## Document extract
>> BEGIN

Tuesdays are deadlift day, which I view with equal parts dread and anticipation. Your blood pressure spikes during the lift and sometimes you feel like you will pass out. I often tear bits of skin off my hands and the bar bears blood stains from dragging across my shins. Looming behind all this is the distinct possibility that a moment of poor form could mean back pain for the rest of my life. There’s always a moment of decision as I approach the bar. Do I really want to do this?
Today in between sets I am finalizing my memorization of Philemon and the last few chapters of Romans. Between Ephesians, Philippians, Colossians, 1 Thessalonians, Romans and Philemon I now have 36 chapters committed to memory. It would take about two and a half hours to recite everything, and the amount of time reviewing past material is only increasing as I press onward. So I ask myself: Do I really want to do this?
You could point out that there is little need for most people, especially pastors like me, to be physically strong. Manual labor jobs are increasingly automated and we all have friends we can call to help move that sleeper sofa. Memorization feels even more dated and redundant. Don’t we have any scripture, or anything else we could want to know, right in our pockets at all times?
Many Christians view fitness and memorization with the same vague sense of guilt, as things we probably should be doing but definitely aren’t.
For me this started a little more than two years ago when my mom died and I began exercising as a way of working through the grief. By the start of 2017 I had progressed to a serious weightlifting program in my steadily growing home gym. Around that time I was convicted by a simple thought: where was my devotion to my spiritual growth? I never missed a workout, but like many pastors my devotional life was prone to irregularity. I looked back with longing on my first years in faith, when I would spend hours reading Scripture, then filling notebooks paraphrasing it to fix it in my mind better. I set out to memorize the book of Ephesians as a way to better grasp the text and just to see if I could do it.
Progress in both fitness and memorization is a slow, plodding thing. The real success is establishing consistent patterns that bear fruit over time.
We’ve all got time issues. I’ve got two young kids and work a side job to supplement my income from the church. I have an understanding with my wife that my time lifting is my release from stress. There’s no church politics, no complicated decisions. You just put weight on the bar. Pick it up. Put it down. Add more weight. Repeat.

>> END

## Stated exercise 1
Copy out the portion of the passage on weightlifting and Scripture memorization that begins with the words containing "You could point" and ends with "at all times?".

## Recorded data
>> BEGIN

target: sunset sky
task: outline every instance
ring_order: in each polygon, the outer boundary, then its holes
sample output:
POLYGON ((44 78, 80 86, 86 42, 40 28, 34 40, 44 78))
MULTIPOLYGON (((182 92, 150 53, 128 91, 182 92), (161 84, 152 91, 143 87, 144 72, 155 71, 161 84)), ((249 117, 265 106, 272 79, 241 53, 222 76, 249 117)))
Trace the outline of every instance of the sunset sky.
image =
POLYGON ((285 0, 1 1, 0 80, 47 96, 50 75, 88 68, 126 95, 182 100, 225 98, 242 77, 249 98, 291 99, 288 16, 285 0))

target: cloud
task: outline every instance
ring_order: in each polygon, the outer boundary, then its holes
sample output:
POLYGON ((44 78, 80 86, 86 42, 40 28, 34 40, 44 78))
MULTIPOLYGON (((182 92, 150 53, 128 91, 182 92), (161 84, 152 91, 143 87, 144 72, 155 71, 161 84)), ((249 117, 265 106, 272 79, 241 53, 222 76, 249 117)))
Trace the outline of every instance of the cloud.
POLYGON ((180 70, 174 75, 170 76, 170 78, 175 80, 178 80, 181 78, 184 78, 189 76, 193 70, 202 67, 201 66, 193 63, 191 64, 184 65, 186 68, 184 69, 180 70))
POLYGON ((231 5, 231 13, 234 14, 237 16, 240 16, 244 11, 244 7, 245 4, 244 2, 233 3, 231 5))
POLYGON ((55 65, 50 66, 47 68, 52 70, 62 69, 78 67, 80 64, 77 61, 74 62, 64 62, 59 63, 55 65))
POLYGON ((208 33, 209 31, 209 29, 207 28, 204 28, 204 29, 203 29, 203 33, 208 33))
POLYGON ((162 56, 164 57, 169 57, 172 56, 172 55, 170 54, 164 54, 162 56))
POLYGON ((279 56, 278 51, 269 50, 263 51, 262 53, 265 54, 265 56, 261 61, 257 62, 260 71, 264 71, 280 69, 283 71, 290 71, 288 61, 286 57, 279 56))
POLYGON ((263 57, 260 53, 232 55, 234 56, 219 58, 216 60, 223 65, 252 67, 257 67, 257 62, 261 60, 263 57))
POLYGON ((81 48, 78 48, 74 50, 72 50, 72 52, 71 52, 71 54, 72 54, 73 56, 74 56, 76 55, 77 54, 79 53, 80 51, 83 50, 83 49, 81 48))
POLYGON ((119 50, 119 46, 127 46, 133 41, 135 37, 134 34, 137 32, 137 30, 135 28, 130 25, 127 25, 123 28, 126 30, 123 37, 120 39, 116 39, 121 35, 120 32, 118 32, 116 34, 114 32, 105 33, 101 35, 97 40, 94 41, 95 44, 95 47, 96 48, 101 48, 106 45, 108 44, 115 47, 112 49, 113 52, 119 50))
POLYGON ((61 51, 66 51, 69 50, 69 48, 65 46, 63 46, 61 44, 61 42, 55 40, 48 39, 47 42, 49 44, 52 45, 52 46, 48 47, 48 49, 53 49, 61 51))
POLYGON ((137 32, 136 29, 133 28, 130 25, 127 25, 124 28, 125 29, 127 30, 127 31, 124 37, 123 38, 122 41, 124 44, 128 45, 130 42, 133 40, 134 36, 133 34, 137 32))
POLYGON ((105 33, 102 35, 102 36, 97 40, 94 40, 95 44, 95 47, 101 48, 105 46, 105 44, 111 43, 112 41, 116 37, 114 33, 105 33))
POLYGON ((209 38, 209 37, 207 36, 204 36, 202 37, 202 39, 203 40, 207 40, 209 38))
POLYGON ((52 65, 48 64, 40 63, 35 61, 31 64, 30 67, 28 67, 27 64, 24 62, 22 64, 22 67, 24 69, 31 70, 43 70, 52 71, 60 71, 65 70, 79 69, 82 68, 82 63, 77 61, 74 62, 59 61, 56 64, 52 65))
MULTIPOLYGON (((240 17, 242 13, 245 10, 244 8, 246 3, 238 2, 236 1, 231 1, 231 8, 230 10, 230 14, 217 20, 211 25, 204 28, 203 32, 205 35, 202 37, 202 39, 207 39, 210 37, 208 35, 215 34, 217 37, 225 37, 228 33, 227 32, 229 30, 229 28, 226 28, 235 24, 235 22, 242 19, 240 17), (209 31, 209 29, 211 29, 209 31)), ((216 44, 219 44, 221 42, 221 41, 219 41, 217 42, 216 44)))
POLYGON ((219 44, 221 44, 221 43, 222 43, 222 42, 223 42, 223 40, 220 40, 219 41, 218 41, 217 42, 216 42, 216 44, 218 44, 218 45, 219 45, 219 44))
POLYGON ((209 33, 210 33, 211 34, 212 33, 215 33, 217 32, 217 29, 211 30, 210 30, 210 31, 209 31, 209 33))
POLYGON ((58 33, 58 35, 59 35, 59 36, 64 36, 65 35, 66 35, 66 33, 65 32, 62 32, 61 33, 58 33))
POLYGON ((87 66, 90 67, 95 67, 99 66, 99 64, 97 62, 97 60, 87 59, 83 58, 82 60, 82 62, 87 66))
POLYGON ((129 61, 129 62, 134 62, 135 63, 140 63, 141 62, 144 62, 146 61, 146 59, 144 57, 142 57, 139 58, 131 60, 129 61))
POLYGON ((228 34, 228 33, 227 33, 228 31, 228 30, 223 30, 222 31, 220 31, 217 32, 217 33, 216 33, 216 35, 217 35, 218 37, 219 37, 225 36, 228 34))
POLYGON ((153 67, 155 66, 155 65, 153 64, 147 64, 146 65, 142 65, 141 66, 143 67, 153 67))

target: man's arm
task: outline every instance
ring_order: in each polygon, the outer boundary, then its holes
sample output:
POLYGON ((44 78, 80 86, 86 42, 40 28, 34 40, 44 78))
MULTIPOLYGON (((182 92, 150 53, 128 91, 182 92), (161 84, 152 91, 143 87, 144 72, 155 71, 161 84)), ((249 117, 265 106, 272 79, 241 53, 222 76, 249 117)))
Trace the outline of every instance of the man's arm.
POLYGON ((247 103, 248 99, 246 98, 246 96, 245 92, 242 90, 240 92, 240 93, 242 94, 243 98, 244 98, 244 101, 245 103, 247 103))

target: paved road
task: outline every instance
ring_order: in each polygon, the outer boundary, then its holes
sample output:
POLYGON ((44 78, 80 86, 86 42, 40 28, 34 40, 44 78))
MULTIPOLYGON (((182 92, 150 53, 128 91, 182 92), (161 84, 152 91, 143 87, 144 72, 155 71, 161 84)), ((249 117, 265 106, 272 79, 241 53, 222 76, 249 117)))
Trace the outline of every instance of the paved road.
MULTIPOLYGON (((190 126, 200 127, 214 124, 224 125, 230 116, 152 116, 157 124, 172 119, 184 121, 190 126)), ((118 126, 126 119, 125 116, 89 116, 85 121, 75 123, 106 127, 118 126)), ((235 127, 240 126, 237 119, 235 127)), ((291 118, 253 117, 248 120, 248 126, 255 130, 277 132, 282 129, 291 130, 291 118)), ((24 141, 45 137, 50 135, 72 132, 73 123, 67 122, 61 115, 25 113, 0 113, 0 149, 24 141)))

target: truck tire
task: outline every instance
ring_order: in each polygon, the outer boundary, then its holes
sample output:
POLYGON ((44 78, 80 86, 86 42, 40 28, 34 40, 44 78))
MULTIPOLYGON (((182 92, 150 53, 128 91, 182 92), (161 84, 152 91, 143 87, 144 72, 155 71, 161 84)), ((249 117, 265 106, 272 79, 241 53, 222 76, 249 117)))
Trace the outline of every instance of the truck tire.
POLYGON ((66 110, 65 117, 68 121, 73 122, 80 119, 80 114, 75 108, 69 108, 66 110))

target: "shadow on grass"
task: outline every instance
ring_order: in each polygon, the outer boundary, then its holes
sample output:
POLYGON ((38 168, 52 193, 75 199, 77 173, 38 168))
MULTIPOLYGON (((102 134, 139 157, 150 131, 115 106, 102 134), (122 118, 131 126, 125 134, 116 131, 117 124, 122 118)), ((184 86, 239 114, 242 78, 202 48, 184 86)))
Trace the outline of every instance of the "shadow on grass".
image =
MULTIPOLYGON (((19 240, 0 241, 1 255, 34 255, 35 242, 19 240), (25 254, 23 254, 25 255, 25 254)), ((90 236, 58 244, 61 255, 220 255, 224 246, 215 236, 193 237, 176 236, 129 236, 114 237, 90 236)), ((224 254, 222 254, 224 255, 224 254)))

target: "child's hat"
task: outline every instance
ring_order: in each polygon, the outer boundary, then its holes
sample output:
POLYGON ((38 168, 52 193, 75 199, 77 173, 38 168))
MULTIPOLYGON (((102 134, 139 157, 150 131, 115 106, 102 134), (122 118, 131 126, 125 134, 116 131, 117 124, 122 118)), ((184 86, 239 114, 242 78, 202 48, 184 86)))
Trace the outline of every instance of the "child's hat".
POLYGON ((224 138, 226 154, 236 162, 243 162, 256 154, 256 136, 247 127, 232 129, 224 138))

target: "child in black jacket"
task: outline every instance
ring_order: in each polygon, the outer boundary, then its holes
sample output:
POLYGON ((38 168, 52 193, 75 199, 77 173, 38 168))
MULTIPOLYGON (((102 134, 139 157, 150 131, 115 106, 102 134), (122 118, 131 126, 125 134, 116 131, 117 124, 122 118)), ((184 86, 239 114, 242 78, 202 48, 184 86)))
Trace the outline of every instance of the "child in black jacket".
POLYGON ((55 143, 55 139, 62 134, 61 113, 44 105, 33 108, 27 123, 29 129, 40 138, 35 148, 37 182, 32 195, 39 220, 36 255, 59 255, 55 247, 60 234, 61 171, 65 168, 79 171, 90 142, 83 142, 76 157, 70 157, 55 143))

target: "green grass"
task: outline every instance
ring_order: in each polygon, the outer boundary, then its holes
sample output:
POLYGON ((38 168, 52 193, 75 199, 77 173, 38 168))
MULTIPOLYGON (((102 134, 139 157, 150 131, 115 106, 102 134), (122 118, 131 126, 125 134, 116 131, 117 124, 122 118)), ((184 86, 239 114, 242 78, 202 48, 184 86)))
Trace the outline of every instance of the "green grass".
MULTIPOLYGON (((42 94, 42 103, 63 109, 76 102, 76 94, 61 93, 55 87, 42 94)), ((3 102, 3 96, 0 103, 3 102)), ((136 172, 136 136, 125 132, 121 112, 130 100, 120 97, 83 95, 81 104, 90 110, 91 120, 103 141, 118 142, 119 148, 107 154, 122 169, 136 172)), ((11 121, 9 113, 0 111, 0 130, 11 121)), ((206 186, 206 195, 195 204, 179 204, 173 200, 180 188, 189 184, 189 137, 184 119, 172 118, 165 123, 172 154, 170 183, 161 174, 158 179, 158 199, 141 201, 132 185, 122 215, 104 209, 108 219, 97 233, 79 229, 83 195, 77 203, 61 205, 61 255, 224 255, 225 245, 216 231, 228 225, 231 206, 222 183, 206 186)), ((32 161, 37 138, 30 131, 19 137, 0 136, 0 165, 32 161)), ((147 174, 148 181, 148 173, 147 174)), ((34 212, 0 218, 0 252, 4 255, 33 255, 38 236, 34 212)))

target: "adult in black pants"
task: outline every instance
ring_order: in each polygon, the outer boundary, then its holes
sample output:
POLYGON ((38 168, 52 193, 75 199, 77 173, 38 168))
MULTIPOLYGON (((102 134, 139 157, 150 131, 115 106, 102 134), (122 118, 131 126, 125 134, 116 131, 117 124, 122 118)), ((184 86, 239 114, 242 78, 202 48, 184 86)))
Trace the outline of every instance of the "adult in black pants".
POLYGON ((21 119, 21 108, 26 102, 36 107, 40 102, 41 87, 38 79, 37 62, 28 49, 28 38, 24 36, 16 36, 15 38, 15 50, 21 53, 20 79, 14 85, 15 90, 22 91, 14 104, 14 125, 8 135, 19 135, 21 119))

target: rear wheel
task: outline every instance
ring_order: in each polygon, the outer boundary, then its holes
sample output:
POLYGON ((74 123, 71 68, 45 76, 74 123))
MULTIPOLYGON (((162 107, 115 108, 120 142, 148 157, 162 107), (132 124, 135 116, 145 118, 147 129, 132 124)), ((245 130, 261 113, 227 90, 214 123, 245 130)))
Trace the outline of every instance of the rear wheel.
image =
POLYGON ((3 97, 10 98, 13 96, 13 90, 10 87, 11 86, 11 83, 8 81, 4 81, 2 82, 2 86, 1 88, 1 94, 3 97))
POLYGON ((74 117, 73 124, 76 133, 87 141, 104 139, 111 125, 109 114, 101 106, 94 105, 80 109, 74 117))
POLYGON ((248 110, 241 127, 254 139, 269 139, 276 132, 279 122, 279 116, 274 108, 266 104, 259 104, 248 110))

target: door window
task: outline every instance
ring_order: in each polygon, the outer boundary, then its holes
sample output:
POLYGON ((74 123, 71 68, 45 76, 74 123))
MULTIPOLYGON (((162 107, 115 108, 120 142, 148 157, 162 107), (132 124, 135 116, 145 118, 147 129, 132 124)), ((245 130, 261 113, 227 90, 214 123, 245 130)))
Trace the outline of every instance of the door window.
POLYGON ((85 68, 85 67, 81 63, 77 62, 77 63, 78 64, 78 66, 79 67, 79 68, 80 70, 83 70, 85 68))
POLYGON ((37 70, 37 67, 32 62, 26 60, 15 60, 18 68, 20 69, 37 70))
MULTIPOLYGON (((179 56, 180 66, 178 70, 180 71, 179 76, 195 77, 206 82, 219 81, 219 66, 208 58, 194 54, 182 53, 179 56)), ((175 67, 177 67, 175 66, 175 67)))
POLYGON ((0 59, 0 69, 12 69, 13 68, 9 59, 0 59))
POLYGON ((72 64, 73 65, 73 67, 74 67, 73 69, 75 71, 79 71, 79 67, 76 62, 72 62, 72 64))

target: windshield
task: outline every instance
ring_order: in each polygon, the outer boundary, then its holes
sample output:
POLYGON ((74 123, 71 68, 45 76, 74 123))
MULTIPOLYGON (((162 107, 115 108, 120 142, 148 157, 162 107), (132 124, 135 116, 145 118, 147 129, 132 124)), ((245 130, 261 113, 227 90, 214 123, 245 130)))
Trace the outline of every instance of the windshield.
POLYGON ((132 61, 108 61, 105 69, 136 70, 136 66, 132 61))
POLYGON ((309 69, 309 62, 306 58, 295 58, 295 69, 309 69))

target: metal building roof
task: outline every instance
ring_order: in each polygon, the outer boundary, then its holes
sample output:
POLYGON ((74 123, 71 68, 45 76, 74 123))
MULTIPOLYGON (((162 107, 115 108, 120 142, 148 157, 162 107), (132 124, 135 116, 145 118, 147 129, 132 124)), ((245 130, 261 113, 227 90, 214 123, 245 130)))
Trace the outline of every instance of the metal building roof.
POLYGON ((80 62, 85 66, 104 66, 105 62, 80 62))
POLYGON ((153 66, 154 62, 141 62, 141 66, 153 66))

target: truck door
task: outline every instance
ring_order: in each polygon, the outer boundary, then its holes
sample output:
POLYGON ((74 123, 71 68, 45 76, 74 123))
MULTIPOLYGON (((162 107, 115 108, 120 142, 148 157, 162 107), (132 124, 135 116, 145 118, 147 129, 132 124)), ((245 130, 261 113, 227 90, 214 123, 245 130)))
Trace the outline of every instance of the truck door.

>> END

## Stated exercise 2
Please repeat word for word the rows from the line containing "target: metal building roof" through the end of the rows, both ends included.

## Written reply 1
You could point out that there is little need for most people, especially pastors like me, to be physically strong. Manual labor jobs are increasingly automated and we all have friends we can call to help move that sleeper sofa. Memorization feels even more dated and redundant. Don’t we have any scripture, or anything else we could want to know, right in our pockets at all times?

## Written reply 2
target: metal building roof
task: outline every instance
ring_order: in each polygon, the outer boundary, then its holes
sample output:
POLYGON ((74 123, 71 68, 45 76, 74 123))
MULTIPOLYGON (((162 107, 115 108, 120 142, 148 157, 162 107), (132 124, 135 116, 145 118, 147 129, 132 124)), ((245 130, 261 113, 227 90, 214 123, 245 130)))
Trace the outline of every instance of the metal building roof.
POLYGON ((80 62, 85 66, 104 66, 105 62, 80 62))
POLYGON ((153 66, 154 62, 141 62, 141 66, 153 66))

target: truck door
task: outline every instance
ring_order: in each polygon, the outer boundary, then its holes
sample output:
POLYGON ((74 123, 71 68, 45 76, 74 123))
MULTIPOLYGON (((162 107, 115 108, 120 142, 148 157, 162 107), (132 124, 135 116, 145 118, 147 129, 132 124)), ((245 130, 261 113, 227 90, 214 123, 245 130)))
Trace the outline of every instance of the truck door.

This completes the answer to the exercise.